→ Text section
────────────────────
Minimal Configuration

# Minimal configuration - other settings will use defaults
server:
  bind_address: "0.0.0.0:8080"

backends:
  - name: "ollama"
    url: "http://localhost:11434"
  - name: "lm-studio"
    url: "http://localhost:1234"

Environment Variables

Two mechanisms bring environment variables into the configuration:

  1. Direct overrides: a small set of CONTINUUM_* variables that override their config-file counterparts at startup.
  2. ${VAR} substitution: any string value in the YAML/TOML file may reference an environment variable (e.g. api_key: "${MY_PROVIDER_KEY}"); the reference is resolved at load time.

Direct Overrides

Variable Type Description
CONTINUUM_BIND_ADDRESS string Overrides server.bind_address
CONTINUUM_BACKEND_URLS string Comma-separated backend URLs; overrides the backends list
CONTINUUM_LOG_LEVEL string Overrides logging.level (trace, debug, info, warn, error)
────────────────────
→ Supplied data
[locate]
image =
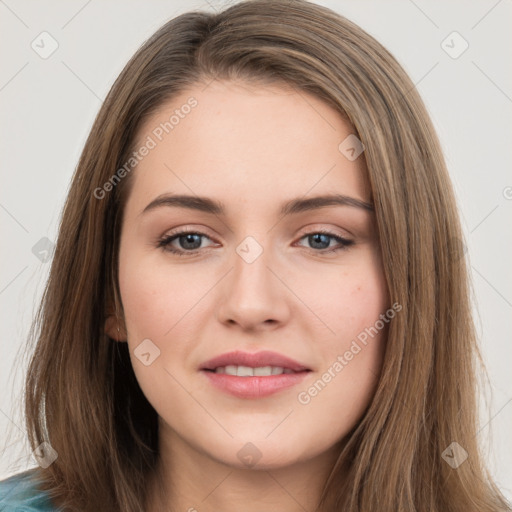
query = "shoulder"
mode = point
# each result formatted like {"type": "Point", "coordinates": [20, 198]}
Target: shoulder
────────────────────
→ Exercise prompt
Output the configuration text above word for word, starting at "Two mechanisms bring" and ending at "at load time.".

→ Your response
Two mechanisms bring environment variables into the configuration:

  1. Direct overrides: a small set of CONTINUUM_* variables that override their config-file counterparts at startup.
  2. ${VAR} substitution: any string value in the YAML/TOML file may reference an environment variable (e.g. api_key: "${MY_PROVIDER_KEY}"); the reference is resolved at load time.